Set down the material below in full, matching it exactly.

## START ENTRIES PROVIDED

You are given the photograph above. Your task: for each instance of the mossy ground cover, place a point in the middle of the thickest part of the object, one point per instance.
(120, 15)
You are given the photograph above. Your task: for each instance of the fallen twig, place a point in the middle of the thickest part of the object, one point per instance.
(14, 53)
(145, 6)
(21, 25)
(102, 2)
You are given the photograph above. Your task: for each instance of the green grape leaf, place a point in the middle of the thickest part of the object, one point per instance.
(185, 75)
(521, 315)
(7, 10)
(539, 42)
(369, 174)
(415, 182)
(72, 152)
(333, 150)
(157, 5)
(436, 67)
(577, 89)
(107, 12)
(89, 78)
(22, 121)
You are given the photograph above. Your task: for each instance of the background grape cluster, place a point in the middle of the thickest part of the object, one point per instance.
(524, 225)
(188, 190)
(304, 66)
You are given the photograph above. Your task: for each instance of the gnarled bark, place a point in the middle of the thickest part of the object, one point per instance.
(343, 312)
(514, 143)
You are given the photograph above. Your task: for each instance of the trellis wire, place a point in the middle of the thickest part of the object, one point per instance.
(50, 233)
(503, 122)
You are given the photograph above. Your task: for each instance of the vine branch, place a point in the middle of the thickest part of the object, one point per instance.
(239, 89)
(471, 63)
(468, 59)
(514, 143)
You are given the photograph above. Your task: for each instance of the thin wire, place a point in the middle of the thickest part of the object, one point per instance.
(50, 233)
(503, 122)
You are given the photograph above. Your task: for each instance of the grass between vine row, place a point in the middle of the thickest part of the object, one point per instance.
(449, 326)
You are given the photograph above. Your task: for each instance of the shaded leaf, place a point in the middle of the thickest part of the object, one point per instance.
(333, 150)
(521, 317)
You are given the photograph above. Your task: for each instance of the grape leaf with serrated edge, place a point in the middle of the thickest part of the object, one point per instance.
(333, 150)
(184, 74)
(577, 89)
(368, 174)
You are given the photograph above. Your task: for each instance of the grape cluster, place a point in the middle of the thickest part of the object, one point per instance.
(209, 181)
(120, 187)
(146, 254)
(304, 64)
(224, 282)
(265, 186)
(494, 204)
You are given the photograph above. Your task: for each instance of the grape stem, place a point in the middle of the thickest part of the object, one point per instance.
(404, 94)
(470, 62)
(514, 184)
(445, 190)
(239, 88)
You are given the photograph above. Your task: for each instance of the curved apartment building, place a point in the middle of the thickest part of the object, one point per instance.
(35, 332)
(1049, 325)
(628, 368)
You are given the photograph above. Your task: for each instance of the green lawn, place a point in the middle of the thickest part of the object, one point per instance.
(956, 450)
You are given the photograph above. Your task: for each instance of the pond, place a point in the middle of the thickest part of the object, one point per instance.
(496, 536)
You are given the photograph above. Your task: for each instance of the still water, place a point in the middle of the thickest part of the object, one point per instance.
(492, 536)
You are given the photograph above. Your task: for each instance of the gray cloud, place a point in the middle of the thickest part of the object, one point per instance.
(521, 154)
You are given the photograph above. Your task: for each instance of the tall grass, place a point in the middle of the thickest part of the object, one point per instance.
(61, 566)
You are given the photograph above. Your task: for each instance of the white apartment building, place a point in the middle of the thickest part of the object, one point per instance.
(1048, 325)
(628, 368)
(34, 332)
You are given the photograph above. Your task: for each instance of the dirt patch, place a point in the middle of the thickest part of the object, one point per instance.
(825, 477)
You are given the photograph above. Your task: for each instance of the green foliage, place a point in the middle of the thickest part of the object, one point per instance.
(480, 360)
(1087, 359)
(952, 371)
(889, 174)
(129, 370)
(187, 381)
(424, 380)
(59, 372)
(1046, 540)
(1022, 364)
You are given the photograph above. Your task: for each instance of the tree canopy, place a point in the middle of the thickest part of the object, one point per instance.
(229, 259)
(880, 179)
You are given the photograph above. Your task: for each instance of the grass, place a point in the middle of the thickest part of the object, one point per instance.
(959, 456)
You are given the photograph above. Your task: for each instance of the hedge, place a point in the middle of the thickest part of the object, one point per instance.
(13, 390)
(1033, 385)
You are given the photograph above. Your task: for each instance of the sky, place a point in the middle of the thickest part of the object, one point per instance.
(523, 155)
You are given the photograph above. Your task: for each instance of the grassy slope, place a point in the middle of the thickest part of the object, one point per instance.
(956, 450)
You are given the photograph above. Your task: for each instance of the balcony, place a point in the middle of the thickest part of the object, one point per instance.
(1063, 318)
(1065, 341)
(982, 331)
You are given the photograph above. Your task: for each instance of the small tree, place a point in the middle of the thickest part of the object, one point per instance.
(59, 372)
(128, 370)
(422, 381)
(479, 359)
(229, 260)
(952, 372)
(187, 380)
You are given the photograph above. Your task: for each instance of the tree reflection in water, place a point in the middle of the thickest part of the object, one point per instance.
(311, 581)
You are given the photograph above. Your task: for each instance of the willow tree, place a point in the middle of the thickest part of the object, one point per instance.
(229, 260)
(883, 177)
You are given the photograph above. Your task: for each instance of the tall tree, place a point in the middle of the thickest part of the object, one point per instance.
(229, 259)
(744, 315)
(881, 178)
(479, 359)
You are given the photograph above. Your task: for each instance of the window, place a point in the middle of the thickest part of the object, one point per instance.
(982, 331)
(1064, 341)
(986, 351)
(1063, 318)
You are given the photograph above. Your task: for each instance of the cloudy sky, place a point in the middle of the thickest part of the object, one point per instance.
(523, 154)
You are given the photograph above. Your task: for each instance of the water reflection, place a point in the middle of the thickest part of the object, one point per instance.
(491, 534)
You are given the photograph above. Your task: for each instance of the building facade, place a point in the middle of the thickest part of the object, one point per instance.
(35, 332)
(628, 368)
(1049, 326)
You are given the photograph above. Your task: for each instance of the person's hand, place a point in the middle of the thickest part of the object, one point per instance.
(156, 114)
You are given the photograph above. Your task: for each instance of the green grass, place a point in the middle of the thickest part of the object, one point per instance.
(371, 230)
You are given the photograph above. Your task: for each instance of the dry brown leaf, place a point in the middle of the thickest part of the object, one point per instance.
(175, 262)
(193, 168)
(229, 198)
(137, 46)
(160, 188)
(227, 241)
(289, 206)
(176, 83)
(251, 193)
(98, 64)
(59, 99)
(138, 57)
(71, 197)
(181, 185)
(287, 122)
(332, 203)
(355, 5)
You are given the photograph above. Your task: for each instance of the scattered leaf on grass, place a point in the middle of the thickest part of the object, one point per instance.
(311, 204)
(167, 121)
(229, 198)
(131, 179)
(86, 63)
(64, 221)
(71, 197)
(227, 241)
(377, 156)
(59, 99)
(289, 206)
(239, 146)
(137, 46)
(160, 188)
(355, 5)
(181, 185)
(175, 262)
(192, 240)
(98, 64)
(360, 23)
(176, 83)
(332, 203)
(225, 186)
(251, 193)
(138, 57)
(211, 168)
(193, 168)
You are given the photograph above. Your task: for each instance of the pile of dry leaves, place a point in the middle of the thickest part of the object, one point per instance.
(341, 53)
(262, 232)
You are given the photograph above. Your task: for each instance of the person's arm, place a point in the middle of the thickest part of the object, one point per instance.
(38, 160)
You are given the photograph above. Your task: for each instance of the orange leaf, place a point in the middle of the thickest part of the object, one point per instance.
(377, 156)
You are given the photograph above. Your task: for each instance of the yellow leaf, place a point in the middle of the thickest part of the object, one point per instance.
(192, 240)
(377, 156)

## END ENTRIES PROVIDED

THE ANSWER -
You are given the photograph above. Your task: for each instance of the mossy ground cover, place a point in the middle of the thickest part of the object, one point per instance.
(120, 15)
You are given the photograph above. Your task: for each instance of the fallen twig, place a point in the middle of the thickest part of the object, one point per instance.
(14, 53)
(145, 6)
(21, 25)
(102, 2)
You are given the photograph above. Your task: for each instance of the green grape leaf, place a point in the middle of the thickest part of the object, one point per instance.
(185, 75)
(521, 315)
(7, 10)
(539, 42)
(369, 174)
(415, 182)
(72, 152)
(333, 150)
(157, 5)
(436, 67)
(577, 89)
(107, 12)
(89, 78)
(22, 121)
You are given the photograph above. Your task: for each instance of the background grape cluster, place a point in the middle of the thickest part of the object, one point per instance.
(524, 225)
(188, 190)
(304, 66)
You are given the photograph above. Your task: for each instance of the gnarled bark, place a point in the middle of the thickest part of the object, one point per instance.
(343, 312)
(514, 143)
You are given the photograph above. Your task: for each instance of the trellis wire, place a point in the middle of the thickest part of the object, one point per instance.
(50, 233)
(503, 122)
You are given the photograph above. Your task: for each instance of the vine branch, place a point in the middle of the thickest part of the object, one point per instance.
(239, 89)
(471, 63)
(468, 59)
(514, 143)
You are given the photograph above. Your task: for each instance of the thin wire, place a point in the middle of the thickest part of the object, one point per instance.
(50, 233)
(503, 122)
You are given the photograph above. Your task: for each instance of the grass between vine row, place a point in the middle of the thickest part of the object, one point per instance.
(449, 326)
You are given the photograph above. Your task: for each instance of the shaded leaf, place a point in the middle of the thickest part of the object, one point per instance.
(333, 150)
(521, 317)
You are given the photograph above. Your task: for each instance of the grape leaf with serrated edge, place a point in the middle of the thickest part of the object, one point per instance.
(333, 150)
(184, 74)
(577, 89)
(368, 174)
You are given the photograph above. Your task: for each instance of the grape cluster, place a point in the middle of the thickest part of the object, one point per instance.
(209, 181)
(120, 187)
(146, 254)
(304, 64)
(224, 282)
(265, 186)
(494, 204)
You are given the photograph above. Your task: for each instance of the grape stem, place a point in the middle of the thickest part of the object, one point per instance.
(404, 94)
(470, 62)
(514, 184)
(445, 190)
(239, 88)
You are given the photograph above. Your task: for each instance of the curved apartment building, place a point in the middle of the thickest part of the object, one point per instance.
(35, 332)
(1049, 325)
(628, 368)
You are given the photograph above. Your task: for each instance of the green lawn, place a point in the middle of the thickest part of the object, one point per instance.
(956, 450)
You are given the photograph above. Your task: for each instance of the pond, place a point in the middle of the thickest part of the object, one point per instance.
(496, 536)
You are given the photograph above. Your task: for each instance of the still water, place a point in the middle of the thickest part of the object, one point per instance.
(492, 536)
You are given the photograph above. Your task: for each instance of the gray cloud, place a point in the middle of the thickest part of the object, one point per instance.
(521, 154)
You are given the photograph above. Your task: for each instance of the tall grass, place a point in the middle of the thickest part of the object, one point per instance.
(61, 566)
You are given the photograph above. Your task: for each instance of the white apartment building, place a point in the middle of the thickest part of the object, one point per instance.
(1048, 325)
(628, 368)
(34, 332)
You are given the photograph above. Your task: for each instance of the dirt patch, place a point in the middle of the thickest part of the object, one point per instance.
(825, 477)
You are given the photograph above. Your task: for each instance of the green foliage, place a point in the middle of the thickest part of the object, one point per instance.
(480, 360)
(1087, 359)
(952, 371)
(889, 174)
(129, 370)
(187, 381)
(424, 380)
(59, 372)
(1046, 540)
(1022, 364)
You are given the photograph above. Your task: for each instance of the tree canopy, place a point in the middle of the thickest part of the object, one point per instance.
(229, 259)
(880, 179)
You are given the photograph above. Your task: for each instance of the grass, place a point in the middle of the thickest part of the object, one point per instance.
(959, 456)
You are given the photograph above. Your task: for each instance of the hedge, place a point in the middle of the thickest part of the object, one point per instance.
(13, 390)
(1033, 385)
You are given the photograph above. Your task: for each instance of the sky, place a point in the middle of the thickest part of the object, one point per instance.
(523, 155)
You are given the photograph above. Your task: for each instance of the grassy slope, place a point in the middle of the thickest part of the object, one point per instance.
(956, 450)
You are given the photograph above. Your task: for each instance of the balcony, place a point in the middle of the thickest part of the object, one point per instance.
(1063, 318)
(1065, 341)
(982, 331)
You are given the photograph above. Your task: for each instance of the small tree, place a point in the middle of the thickest part of the object, one point per instance.
(59, 372)
(128, 370)
(422, 381)
(479, 359)
(229, 260)
(952, 372)
(187, 380)
You are given the photograph above. Your task: for each instance of the tree reflection in water, place a point in the middle of the thickest part of the object, one point per instance.
(311, 581)
You are given the photograph above. Your task: for each instance of the willow tree, place a point in the middle of the thickest part of the object, one point per instance.
(229, 260)
(883, 177)
You are given the photograph above. Your task: for each instance of the tall tree, place a point in the middle of the thickest part of the object, one point per instance.
(229, 259)
(744, 315)
(881, 178)
(479, 359)
You are given the photograph above. Your task: for each instance of the window, place a point in the middle of the thickest part of the object, one point per instance.
(982, 331)
(1064, 341)
(986, 351)
(1063, 318)
You are given the photograph above. Your task: for each instance of the cloudy sky, place a point in the middle of the thickest part of the object, one point per instance.
(523, 154)
You are given the photograph above. Your task: for each instance of the water reflection, place a point in the middle of the thickest part of the object, one point per instance.
(491, 534)
You are given the photograph above. Your task: for each instance of the building facade, place a point in the middle of the thickest part of the object, one point per instance.
(35, 332)
(628, 368)
(1049, 326)
You are given the photograph above. Your task: for each instance of the person's hand, place a point in the middle of the thickest part of the object, one point per instance.
(156, 114)
You are given the photograph above. Your task: for each instance of the green grass, place a point in the middle of the thickest part of the object, one point per instance.
(371, 230)
You are given the photograph above. Your task: for each instance of the dry brown leaf, place a point in the middle of the thickest part of the object, one point per instance.
(175, 262)
(193, 168)
(229, 198)
(137, 46)
(160, 188)
(227, 241)
(289, 206)
(176, 83)
(251, 193)
(98, 64)
(59, 99)
(138, 57)
(71, 197)
(181, 185)
(287, 122)
(332, 203)
(355, 5)
You are given the photograph above. Your task: for each instance of the scattered leaf on grass, place a point in the middle of the thickest part of the object, one point per instance.
(311, 204)
(167, 121)
(229, 198)
(131, 179)
(86, 63)
(64, 221)
(71, 197)
(227, 241)
(377, 156)
(59, 99)
(289, 206)
(239, 146)
(137, 46)
(160, 188)
(355, 5)
(181, 185)
(175, 262)
(192, 240)
(98, 64)
(360, 23)
(176, 83)
(332, 203)
(225, 186)
(251, 193)
(138, 57)
(211, 168)
(193, 168)
You are given the photograph above. Your task: for each instance of the pile of dry leaves, place a point in the middle of the thickest part of the object, one point per instance.
(341, 53)
(262, 232)
You are given the photograph above. Your task: for each instance of the person's arm, place a point in the middle of the thickest part of the object, one point per instance.
(38, 160)
You are given the photograph above. Your task: for each instance of the orange leaf, place a point in the middle of the thickest part of the object, one point per instance.
(377, 156)
You are given the photograph above. Your task: for each instance of the yellow leaf, place a point in the middle of the thickest part of the object, one point per instance.
(192, 240)
(377, 156)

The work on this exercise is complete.